§ **Page extract**:
Crispin Glover, too, is predictably effective as Claude Bohringer, the smooth-talking and much younger paramour of Grandma Micry. His performance is predictably weird and nuanced but also has a surprising depth that comes across in his scenes with Arm. Similarly, as Gruzzlebird Micry, the privileged male of the house, Theodore Bouloukos infuses his character with an underlining witlessness that prevents the character from spilling over into caricature. Rounding out the core cast is Michael William Hunter, who plays Aimy’s boyfriend Steve and whose mental deterioration is instantly evident by the height of his hair’s coif, and Paz de la Huerta, Aimy’s confidant, Caroline, who raises being a frenemy to new heights.

The inimitable Crispin Glover.

The inimitable Crispin Glover.

Images for object localization:
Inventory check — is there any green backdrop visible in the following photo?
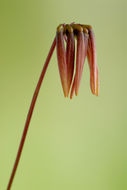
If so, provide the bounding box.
[0,0,127,190]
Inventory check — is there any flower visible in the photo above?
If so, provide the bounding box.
[7,23,99,190]
[56,23,99,98]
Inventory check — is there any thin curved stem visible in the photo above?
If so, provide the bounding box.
[7,38,56,190]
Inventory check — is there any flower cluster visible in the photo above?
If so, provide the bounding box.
[56,23,99,98]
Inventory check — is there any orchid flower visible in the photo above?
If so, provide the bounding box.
[7,23,99,190]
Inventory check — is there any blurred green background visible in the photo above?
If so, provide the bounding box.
[0,0,127,190]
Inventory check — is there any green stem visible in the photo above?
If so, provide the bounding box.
[7,38,56,190]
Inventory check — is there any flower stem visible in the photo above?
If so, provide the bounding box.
[7,38,56,190]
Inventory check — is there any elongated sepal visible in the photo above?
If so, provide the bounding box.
[66,33,75,94]
[75,32,85,96]
[56,28,68,97]
[87,28,99,96]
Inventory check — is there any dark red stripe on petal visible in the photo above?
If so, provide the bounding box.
[75,32,85,95]
[56,30,68,97]
[66,33,75,93]
[87,28,99,94]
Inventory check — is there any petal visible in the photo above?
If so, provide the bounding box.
[75,32,85,95]
[66,33,75,93]
[70,77,75,99]
[87,28,99,96]
[56,26,68,97]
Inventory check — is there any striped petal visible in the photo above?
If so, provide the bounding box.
[56,28,68,97]
[66,33,75,94]
[87,28,99,96]
[75,32,85,96]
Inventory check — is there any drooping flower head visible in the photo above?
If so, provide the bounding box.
[56,23,99,98]
[7,23,99,190]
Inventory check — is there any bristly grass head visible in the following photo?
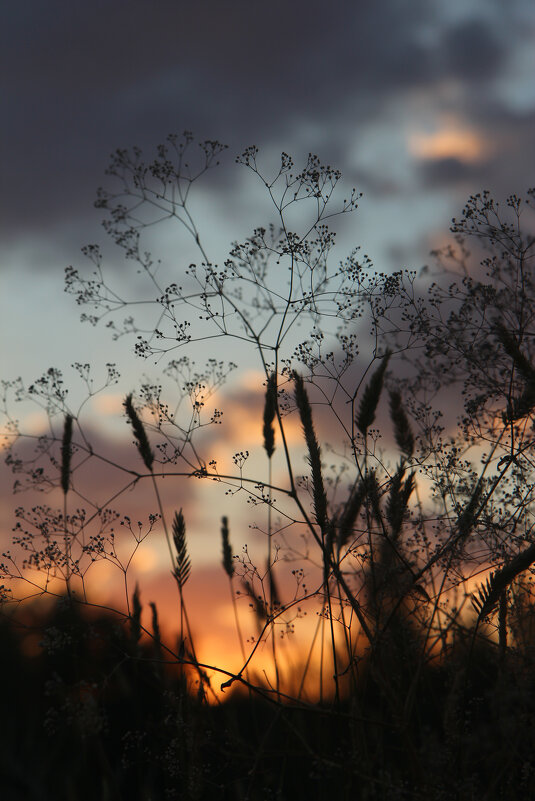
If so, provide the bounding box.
[496,323,535,421]
[130,584,141,644]
[173,509,191,590]
[355,351,391,435]
[264,373,277,459]
[61,414,72,495]
[390,390,414,457]
[294,373,327,533]
[472,543,535,621]
[221,517,234,578]
[124,393,154,472]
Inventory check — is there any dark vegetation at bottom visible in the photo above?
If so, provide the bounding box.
[0,601,535,801]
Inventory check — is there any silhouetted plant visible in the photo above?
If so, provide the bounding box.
[2,133,535,799]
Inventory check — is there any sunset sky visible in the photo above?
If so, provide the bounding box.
[0,0,535,688]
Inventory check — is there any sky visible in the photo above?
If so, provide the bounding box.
[0,0,535,688]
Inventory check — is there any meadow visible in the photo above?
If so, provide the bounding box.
[0,133,535,801]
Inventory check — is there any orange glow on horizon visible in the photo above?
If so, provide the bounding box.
[407,116,490,163]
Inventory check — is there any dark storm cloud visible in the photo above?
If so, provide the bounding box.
[441,19,506,81]
[0,0,532,244]
[2,0,440,232]
[421,158,476,186]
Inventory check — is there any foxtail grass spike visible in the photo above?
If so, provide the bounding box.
[124,393,154,472]
[263,373,277,459]
[386,463,414,537]
[337,482,365,552]
[390,390,414,456]
[457,483,483,538]
[294,373,327,533]
[356,351,390,434]
[267,561,281,609]
[173,509,191,589]
[496,323,535,420]
[130,584,141,643]
[472,543,535,621]
[221,517,234,578]
[149,601,162,651]
[61,414,72,495]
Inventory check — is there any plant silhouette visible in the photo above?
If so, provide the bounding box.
[2,132,535,801]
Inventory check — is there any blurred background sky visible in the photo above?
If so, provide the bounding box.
[0,0,535,676]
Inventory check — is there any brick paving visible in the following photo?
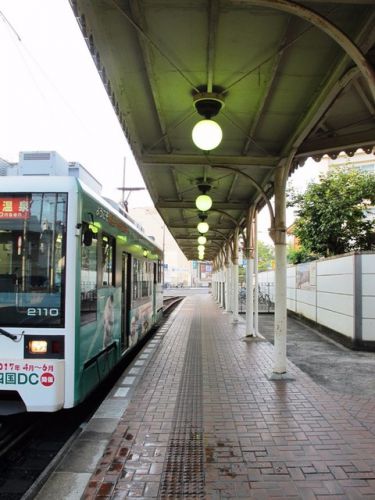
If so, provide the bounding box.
[82,295,375,500]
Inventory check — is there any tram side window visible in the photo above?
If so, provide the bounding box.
[81,224,98,324]
[102,234,115,286]
[133,258,142,300]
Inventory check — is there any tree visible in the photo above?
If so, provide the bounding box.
[288,169,375,257]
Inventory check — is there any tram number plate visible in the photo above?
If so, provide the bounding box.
[27,307,60,317]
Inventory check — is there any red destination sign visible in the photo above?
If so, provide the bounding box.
[0,198,30,219]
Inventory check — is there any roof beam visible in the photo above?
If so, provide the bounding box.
[296,128,375,158]
[130,0,172,153]
[155,199,249,210]
[141,154,280,168]
[207,0,219,92]
[353,80,375,116]
[230,0,375,97]
[242,19,292,155]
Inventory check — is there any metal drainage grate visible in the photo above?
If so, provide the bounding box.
[160,318,204,499]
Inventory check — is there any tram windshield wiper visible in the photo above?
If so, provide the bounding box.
[0,328,17,340]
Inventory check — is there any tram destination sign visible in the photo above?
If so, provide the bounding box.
[0,197,30,219]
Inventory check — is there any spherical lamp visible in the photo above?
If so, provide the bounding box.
[197,222,210,234]
[192,120,223,151]
[195,194,212,212]
[192,92,224,151]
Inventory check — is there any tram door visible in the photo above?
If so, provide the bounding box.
[121,252,131,351]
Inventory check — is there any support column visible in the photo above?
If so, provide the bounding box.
[273,164,289,376]
[245,207,255,337]
[253,212,259,335]
[224,241,230,312]
[232,226,240,323]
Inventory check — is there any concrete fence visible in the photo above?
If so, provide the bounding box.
[258,252,375,349]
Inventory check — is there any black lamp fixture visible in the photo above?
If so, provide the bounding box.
[195,178,212,212]
[192,92,224,151]
[197,212,210,234]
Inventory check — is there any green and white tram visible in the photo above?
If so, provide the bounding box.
[0,156,163,415]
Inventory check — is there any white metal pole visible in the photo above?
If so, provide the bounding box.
[246,255,254,337]
[254,212,259,335]
[273,167,287,375]
[232,259,238,323]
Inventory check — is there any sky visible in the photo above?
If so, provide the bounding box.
[0,0,328,243]
[0,0,152,206]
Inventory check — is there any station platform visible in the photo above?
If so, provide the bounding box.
[36,293,375,500]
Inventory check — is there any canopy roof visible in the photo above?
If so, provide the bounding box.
[71,0,375,259]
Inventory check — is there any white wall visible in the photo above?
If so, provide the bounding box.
[258,252,375,342]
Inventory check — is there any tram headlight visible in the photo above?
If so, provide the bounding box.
[29,340,48,354]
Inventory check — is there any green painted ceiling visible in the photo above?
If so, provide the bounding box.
[71,0,375,259]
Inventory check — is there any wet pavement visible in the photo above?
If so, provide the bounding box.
[37,290,375,500]
[259,315,375,397]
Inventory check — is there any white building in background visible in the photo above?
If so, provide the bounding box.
[129,207,192,287]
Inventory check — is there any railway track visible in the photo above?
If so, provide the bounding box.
[0,297,183,500]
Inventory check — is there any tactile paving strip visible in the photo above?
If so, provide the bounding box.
[160,317,204,498]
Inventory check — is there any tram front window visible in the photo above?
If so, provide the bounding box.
[0,193,68,327]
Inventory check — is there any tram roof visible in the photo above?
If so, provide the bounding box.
[70,0,375,259]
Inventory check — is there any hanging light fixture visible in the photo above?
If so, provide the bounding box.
[195,177,212,212]
[197,221,210,234]
[192,92,224,151]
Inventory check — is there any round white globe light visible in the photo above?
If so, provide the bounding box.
[192,120,223,151]
[195,194,212,212]
[197,222,210,234]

§ **Parts of the exercise**:
1. Write out the part of the film review starting with "Crispin Glover, too, is" and going on through "to new heights.".
2. Answer these questions using the film review:
(a) Who plays Claude Bohringer?
(b) Which character does Theodore Bouloukos play?
(c) Which actor plays Aimy's confidant Caroline?
3. Can you carry on with the film review from the point where it stops?

§ **Task answers**:
1.
Crispin Glover, too, is predictably effective as Claude Bohringer, the smooth-talking and much younger paramour of Grandma Micry. His performance is predictably weird and nuanced but also has a surprising depth that comes across in his scenes with Arm. Similarly, as Gruzzlebird Micry, the privileged male of the house, Theodore Bouloukos infuses his character with an underlining witlessness that prevents the character from spilling over into caricature. Rounding out the core cast is Michael William Hunter, who plays Aimy’s boyfriend Steve and whose mental deterioration is instantly evident by the height of his hair’s coif, and Paz de la Huerta, Aimy’s confidant, Caroline, who raises being a frenemy to new heights.

2.
(a) Crispin Glover
(b) Gruzzlebird Micry
(c) Paz de la Huerta

3.
The back-end of the film is a return to more traditional horror storytelling. As the Apollo Plague leads to a complete societal breakdown, Aimy finds herself held captive by the increasingly psychotic Steve and Caroline. The collapse of civilization has never looked more alluring, and the way Jackson uses the camera to convey an increasing sense of confinement is bolstered by the muted colors permeating each scene.

Aimy in a Cage is easily one of the best films I have seen in recent memory. And while the quirky storytelling and fantastical surrealism won’t be for everyone, those seeking a truly innovative horror experience complete with stunning visuals will not be disappointed. The movie is currently touring in NY in underground/experimental theaters. It will be released on VOD/streaming early next year.